* _Assigned task 1_:
Write out the full account of the Royal Academy exhibition visit below, word for word.

* _Reading passage_:
--- START ---

Towards the back-end of Feb 2024, I’m at an exhibition at the Royal Academy of Arts (the RA). I’m deep in thought, trying to take in nearly 200+ years of colonial history. My left arm across my mid-riff. My right arm stationed vertically, with my thumb and index finger on my chin. Eyes squinted. A lady approaches me. She’s an older white lady. “Excuse me,” she says timidly. Straight away, I can tell she’s very well spoken (in comparison to me). Her enunciation is, well, a lot more ‘proper’ than the way I speak. She’s wearing a brooch and everything. “Could you point me towards Flaming June?” – Who the bloody ‘ell is Flaming June??? “Ermm” I respond hesitantly, trying to buy myself some time. She’s asked me for help. I should try and help her. I have a quick look over my shoulder. Nope, no Flaming June. I leap over to one of the panels on the wall nearest to me. Again, nothing about this mysterious woman ablaze. I turn back to the lady…“Dunno. I’m sure she’s here somewhere,” I say. The lady gives a somewhat confused look. I get the furrowed eyebrows. “Ahh okay. Sorry, I thought…Oh, not to worry.” Faux pas. She walks away. It takes me a second, but I realise what’s just happened. The lady is a few steps away from me now. Nervously, she’s still making eye contact. She knows what she’s done. “I don’t work here!” I say to her with a little chuckle. She looks away, immediately. I’ve had to slightly raise my voice too, as she’s not exactly in my immediate space. In the past, I may not necessarily have called her out. I may not necessarily have realised what’s occurred. Perhaps I’ve made a scene? But this isn’t just mistaken identity. There’s an underlying presumption that I couldn’t possibly be there for the art. For so long, people of colour have been kept away from majority-white spaces. So much so, that me being there just didn’t compute and so of course I had to be one of the staff. The exhibition I was at, Entangled Pasts, 1768–now - Art, Colonialism and Change, explores connections between art associated with the RA and Britain’s colonial history. The irony of this and what’s just happened was not lost on me.

--- END ---

* _Data provided_:
--- START ---

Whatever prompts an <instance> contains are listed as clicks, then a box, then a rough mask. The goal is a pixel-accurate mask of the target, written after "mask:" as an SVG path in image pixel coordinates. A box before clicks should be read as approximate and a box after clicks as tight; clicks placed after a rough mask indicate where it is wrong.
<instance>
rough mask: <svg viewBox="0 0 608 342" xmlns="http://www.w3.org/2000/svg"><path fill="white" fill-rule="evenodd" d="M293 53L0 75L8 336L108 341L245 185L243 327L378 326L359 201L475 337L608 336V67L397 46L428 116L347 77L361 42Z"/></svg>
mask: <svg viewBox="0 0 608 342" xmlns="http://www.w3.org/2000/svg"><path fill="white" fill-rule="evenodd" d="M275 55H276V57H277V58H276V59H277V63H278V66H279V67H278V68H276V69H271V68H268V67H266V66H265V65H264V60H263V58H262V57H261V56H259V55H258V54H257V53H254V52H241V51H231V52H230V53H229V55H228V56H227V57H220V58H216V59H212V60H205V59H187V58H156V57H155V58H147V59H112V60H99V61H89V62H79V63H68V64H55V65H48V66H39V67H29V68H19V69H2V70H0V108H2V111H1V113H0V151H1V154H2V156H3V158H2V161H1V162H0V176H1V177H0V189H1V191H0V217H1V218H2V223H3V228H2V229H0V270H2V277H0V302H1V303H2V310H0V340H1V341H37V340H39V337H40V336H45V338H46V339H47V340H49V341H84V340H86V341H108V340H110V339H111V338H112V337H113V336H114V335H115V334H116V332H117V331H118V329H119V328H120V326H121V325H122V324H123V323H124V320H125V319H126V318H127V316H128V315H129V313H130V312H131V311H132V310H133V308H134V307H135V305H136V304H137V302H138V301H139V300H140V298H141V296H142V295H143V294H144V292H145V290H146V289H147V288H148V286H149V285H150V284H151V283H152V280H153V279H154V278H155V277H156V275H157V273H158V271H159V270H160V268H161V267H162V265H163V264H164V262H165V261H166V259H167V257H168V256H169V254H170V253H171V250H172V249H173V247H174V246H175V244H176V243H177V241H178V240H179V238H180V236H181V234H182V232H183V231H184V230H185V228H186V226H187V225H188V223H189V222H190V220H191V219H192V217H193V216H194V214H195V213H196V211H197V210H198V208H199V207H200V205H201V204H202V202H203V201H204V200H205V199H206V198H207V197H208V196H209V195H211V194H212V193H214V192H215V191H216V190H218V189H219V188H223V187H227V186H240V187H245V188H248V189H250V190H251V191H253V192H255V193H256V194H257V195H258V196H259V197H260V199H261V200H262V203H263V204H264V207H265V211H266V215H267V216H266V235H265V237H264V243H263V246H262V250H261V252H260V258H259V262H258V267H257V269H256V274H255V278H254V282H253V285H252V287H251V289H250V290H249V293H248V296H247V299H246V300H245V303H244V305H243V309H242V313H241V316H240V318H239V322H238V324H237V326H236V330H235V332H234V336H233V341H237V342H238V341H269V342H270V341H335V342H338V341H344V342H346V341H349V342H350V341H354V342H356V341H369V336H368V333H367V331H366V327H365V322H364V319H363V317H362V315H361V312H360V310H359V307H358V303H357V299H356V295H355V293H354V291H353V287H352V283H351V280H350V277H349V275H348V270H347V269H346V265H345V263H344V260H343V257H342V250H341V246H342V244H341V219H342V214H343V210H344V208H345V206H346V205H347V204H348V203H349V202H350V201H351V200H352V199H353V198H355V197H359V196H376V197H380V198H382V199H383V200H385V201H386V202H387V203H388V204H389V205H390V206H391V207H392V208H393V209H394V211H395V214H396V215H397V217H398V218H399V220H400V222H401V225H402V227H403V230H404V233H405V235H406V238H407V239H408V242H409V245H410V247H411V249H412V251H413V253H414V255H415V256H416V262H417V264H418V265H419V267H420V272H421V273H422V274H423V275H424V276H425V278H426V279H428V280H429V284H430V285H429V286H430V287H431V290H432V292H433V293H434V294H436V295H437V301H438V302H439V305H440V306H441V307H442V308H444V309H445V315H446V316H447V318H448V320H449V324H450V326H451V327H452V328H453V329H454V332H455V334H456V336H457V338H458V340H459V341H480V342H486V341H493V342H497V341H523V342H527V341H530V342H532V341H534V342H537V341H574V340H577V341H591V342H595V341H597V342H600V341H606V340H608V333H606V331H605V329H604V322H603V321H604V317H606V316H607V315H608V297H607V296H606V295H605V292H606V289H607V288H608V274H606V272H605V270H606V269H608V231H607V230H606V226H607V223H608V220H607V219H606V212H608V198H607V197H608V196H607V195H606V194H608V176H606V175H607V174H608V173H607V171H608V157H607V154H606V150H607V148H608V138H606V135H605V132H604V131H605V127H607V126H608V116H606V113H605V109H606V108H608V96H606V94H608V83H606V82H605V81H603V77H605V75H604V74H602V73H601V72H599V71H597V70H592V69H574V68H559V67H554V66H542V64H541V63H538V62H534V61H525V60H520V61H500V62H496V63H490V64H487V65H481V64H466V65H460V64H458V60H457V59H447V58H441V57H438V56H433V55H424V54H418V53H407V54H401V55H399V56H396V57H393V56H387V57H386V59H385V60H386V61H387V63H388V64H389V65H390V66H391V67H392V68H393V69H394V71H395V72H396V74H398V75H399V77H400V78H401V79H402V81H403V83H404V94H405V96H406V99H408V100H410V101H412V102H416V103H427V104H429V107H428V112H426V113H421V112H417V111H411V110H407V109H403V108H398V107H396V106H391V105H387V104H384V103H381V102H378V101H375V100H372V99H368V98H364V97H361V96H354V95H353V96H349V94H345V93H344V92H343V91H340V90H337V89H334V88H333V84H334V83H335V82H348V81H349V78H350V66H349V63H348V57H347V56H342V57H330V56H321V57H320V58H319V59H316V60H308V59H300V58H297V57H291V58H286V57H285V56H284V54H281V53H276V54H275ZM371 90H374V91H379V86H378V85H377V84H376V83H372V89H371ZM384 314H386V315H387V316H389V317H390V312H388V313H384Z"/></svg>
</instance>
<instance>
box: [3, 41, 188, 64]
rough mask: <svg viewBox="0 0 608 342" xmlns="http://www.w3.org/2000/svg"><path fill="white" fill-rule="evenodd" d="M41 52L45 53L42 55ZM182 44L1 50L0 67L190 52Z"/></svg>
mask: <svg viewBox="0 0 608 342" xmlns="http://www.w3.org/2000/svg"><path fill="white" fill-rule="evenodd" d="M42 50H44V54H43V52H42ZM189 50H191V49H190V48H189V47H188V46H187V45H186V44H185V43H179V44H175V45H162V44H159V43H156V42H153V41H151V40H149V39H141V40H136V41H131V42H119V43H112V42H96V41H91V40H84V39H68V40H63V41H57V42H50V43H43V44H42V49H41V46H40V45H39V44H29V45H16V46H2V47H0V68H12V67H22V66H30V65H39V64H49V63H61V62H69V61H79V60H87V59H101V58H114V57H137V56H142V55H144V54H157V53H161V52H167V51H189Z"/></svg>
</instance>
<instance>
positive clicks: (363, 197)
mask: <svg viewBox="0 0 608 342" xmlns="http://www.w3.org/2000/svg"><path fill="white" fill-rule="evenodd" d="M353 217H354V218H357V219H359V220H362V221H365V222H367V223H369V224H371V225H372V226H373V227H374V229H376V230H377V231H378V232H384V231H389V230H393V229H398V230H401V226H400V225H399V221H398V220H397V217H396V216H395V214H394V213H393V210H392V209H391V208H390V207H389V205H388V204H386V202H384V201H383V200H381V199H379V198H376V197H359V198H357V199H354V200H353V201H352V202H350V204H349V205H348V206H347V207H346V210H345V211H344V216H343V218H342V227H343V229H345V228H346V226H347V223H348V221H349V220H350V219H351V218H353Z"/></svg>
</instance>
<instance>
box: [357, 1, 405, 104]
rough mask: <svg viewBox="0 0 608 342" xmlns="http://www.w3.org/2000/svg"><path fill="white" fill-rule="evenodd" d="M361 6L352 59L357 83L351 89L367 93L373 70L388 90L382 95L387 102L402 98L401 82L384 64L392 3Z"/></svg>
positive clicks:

--- END ---

* _Assigned task 2_:
Format the entries above as a Markdown table with the columns Row and Line, starting at their first line and running through the line that holds "53L0 75L8 336L108", inclusive. Number each row and omit blank lines.

* _Answer area 1_:
Towards the back-end of Feb 2024, I’m at an exhibition at the Royal Academy of Arts (the RA). I’m deep in thought, trying to take in nearly 200+ years of colonial history. My left arm across my mid-riff. My right arm stationed vertically, with my thumb and index finger on my chin. Eyes squinted. A lady approaches me. She’s an older white lady. “Excuse me,” she says timidly. Straight away, I can tell she’s very well spoken (in comparison to me). Her enunciation is, well, a lot more ‘proper’ than the way I speak. She’s wearing a brooch and everything. “Could you point me towards Flaming June?” – Who the bloody ‘ell is Flaming June??? “Ermm” I respond hesitantly, trying to buy myself some time. She’s asked me for help. I should try and help her. I have a quick look over my shoulder. Nope, no Flaming June. I leap over to one of the panels on the wall nearest to me. Again, nothing about this mysterious woman ablaze. I turn back to the lady…“Dunno. I’m sure she’s here somewhere,” I say. The lady gives a somewhat confused look. I get the furrowed eyebrows. “Ahh okay. Sorry, I thought…Oh, not to worry.” Faux pas. She walks away. It takes me a second, but I realise what’s just happened. The lady is a few steps away from me now. Nervously, she’s still making eye contact. She knows what she’s done. “I don’t work here!” I say to her with a little chuckle. She looks away, immediately. I’ve had to slightly raise my voice too, as she’s not exactly in my immediate space. In the past, I may not necessarily have called her out. I may not necessarily have realised what’s occurred. Perhaps I’ve made a scene? But this isn’t just mistaken identity. There’s an underlying presumption that I couldn’t possibly be there for the art. For so long, people of colour have been kept away from majority-white spaces. So much so, that me being there just didn’t compute and so of course I had to be one of the staff. The exhibition I was at, Entangled Pasts, 1768–now - Art, Colonialism and Change, explores connections between art associated with the RA and Britain’s colonial history. The irony of this and what’s just happened was not lost on me.

* _Answer area 2_:
| Row | Line |
|---|---|
| 1 | Whatever prompts an <instance> contains are listed as clicks, then a box, then a rough mask. The goal is a pixel-accurate mask of the target, written after "mask:" as an SVG path in image pixel coordinates. A box before clicks should be read as approximate and a box after clicks as tight; clicks placed after a rough mask indicate where it is wrong. |
| 2 | <instance> |
| 3 | rough mask: <svg viewBox="0 0 608 342" xmlns="http://www.w3.org/2000/svg"><path fill="white" fill-rule="evenodd" d="M293 53L0 75L8 336L108 341L245 185L243 327L378 326L359 201L475 337L608 336V67L397 46L428 116L347 77L361 42Z"/></svg> |